> Task material

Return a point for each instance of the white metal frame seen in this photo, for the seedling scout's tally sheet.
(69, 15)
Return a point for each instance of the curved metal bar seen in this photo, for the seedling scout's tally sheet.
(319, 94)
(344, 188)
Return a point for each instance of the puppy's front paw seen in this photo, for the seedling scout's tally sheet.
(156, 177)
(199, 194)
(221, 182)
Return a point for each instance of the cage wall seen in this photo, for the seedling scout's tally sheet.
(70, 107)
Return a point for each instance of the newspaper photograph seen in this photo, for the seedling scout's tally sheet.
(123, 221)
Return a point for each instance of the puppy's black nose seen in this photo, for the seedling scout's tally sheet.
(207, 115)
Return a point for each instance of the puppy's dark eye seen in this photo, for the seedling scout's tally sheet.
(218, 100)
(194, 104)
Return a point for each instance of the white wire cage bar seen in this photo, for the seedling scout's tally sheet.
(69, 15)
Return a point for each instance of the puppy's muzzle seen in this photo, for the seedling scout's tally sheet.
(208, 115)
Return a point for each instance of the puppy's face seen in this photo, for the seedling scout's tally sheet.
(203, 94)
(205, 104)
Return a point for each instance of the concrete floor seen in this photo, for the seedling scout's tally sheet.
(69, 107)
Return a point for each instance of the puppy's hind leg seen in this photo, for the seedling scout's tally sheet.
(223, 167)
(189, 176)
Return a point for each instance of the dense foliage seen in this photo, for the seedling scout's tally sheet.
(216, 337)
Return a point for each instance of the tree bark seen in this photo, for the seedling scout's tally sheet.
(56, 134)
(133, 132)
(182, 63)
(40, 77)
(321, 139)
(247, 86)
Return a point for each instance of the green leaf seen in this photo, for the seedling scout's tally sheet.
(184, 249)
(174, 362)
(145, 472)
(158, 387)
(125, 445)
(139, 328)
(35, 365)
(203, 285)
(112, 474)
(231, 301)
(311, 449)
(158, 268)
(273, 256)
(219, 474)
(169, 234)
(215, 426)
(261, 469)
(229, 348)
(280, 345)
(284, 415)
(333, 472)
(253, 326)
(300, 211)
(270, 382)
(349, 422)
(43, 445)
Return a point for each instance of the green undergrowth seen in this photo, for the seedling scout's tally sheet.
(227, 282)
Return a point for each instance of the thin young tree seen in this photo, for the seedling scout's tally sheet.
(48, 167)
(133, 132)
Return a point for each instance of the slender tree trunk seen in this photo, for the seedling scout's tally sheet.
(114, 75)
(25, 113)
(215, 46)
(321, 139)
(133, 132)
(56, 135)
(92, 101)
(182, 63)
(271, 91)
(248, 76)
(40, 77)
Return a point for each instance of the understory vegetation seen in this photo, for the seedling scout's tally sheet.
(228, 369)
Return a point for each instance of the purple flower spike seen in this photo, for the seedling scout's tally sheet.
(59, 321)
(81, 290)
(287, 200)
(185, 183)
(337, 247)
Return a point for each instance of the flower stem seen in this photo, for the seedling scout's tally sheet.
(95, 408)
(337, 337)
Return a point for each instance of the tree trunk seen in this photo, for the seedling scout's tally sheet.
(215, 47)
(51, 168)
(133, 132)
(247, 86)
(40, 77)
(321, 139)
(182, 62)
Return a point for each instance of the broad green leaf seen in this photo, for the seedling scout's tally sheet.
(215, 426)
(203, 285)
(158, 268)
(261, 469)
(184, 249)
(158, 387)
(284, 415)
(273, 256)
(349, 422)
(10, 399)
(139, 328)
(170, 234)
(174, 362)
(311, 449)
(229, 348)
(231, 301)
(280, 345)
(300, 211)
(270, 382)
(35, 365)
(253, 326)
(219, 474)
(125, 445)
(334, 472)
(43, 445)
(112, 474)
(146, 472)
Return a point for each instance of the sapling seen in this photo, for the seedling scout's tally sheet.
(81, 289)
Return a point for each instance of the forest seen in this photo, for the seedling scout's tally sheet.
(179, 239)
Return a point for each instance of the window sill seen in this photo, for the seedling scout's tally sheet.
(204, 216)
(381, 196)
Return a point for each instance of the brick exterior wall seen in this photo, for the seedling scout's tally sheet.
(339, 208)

> Activity
Reproduce all the data word for word.

> Response for this exercise
Return a point for each instance of the white metal frame seen in this photo, for the seedling scout's tally sheet.
(69, 15)
Return a point for each instance of the curved metal bar seen in this photo, for the seedling scout's tally sheet.
(319, 94)
(344, 188)
Return a point for each instance of the puppy's front paw seen in this photo, for the seedling scout's tally sheet.
(156, 177)
(199, 194)
(221, 182)
Return a point for each instance of the cage wall seen in this photo, for the seedling scout's tally sheet.
(70, 107)
Return a point for each instance of the newspaper photograph seen in this photo, for the seedling scout's tally sheet.
(123, 221)
Return a point for each instance of the puppy's black nose seen in this photo, for the seedling scout's tally sheet.
(207, 115)
Return a point for each instance of the puppy's dark eye seen in this photo, for the seedling scout's tally sheet.
(218, 100)
(194, 104)
Return a point for each instance of the white wire cage bar seen in this photo, for the seedling scout's tally sheet.
(69, 15)
Return a point for each instance of the puppy's muzzle seen in this photo, for the seedling scout's tally sheet.
(208, 115)
Return a point for each instance of the puppy's face seen in this photo, for the seedling scout's tally sheet.
(203, 94)
(205, 104)
Return a point for each instance of the concrete floor seen in this photo, for the seedling scout's tally sheet.
(69, 107)
Return a point for each instance of the puppy's hind leg seen in this photo, for the seedling scout's tally sheet.
(223, 167)
(189, 176)
Return a point for each instance of the dense foliage seen in this photo, for the seedling scout's tally sheet.
(216, 337)
Return a point for each instance of the tree bark seen in this photo, for the seedling scout's tally sheet.
(56, 134)
(133, 132)
(182, 63)
(40, 77)
(321, 139)
(247, 86)
Return a point for each instance of the green leaf seen in this photo, for the seedling scout's tally sheet.
(184, 249)
(174, 362)
(145, 472)
(158, 387)
(125, 445)
(139, 328)
(35, 365)
(203, 285)
(112, 474)
(231, 301)
(311, 449)
(158, 268)
(273, 256)
(219, 474)
(169, 234)
(215, 426)
(261, 469)
(229, 348)
(280, 345)
(284, 415)
(333, 472)
(253, 326)
(300, 211)
(270, 382)
(349, 422)
(43, 445)
Return a point for each instance of the green undergrowth seen in this photo, for the seedling scout's tally sheet.
(227, 282)
Return a point for each instance of the thin young tree seen in this photo, for the seedling scout's tally sheet.
(48, 167)
(133, 132)
Return a point for each instance of the slender tree trunk seen in this photo, for the seedling scout's tally sheet.
(114, 75)
(25, 113)
(215, 46)
(321, 139)
(133, 132)
(56, 135)
(92, 101)
(182, 63)
(271, 91)
(248, 76)
(40, 77)
Return a point for each instance of the understory vegetation seen in this photo, for the seedling scout's tally sheet.
(228, 369)
Return a point for each instance of the purple flower spike seen in this photo, for the seedling scout's tally sheet.
(59, 321)
(81, 290)
(287, 200)
(185, 183)
(337, 247)
Return a point for each instance of the flower stem seen in this photo, for the seedling scout's tally sheet.
(95, 408)
(337, 337)
Return a point for each instance of the tree trunk seen in this photo, for the seedling scout's tally sheet.
(215, 47)
(51, 168)
(133, 132)
(247, 86)
(40, 77)
(321, 139)
(182, 62)
Return a point for each instance of the broad green leaf seen in this photo, for the seedling scout's tally sheet.
(215, 426)
(203, 285)
(158, 268)
(261, 469)
(184, 249)
(158, 387)
(284, 415)
(273, 256)
(349, 422)
(10, 399)
(139, 328)
(170, 234)
(174, 362)
(311, 449)
(229, 348)
(231, 301)
(280, 345)
(300, 211)
(270, 382)
(35, 365)
(253, 326)
(219, 474)
(125, 445)
(334, 472)
(43, 445)
(112, 474)
(146, 472)
Return a point for each instance of the sapling seen in this photo, for the seedling scout's tally sheet.
(81, 289)
Return a point for each instance of the forest seen in this photo, for the seedling scout's tally sheet.
(179, 239)
Return a point for each instance of the window sill seen in this photo, for the seedling scout's tally sheet.
(204, 216)
(381, 196)
Return a point for each instance of the brick exterior wall seen in this photo, for the seedling scout's tally sheet.
(339, 208)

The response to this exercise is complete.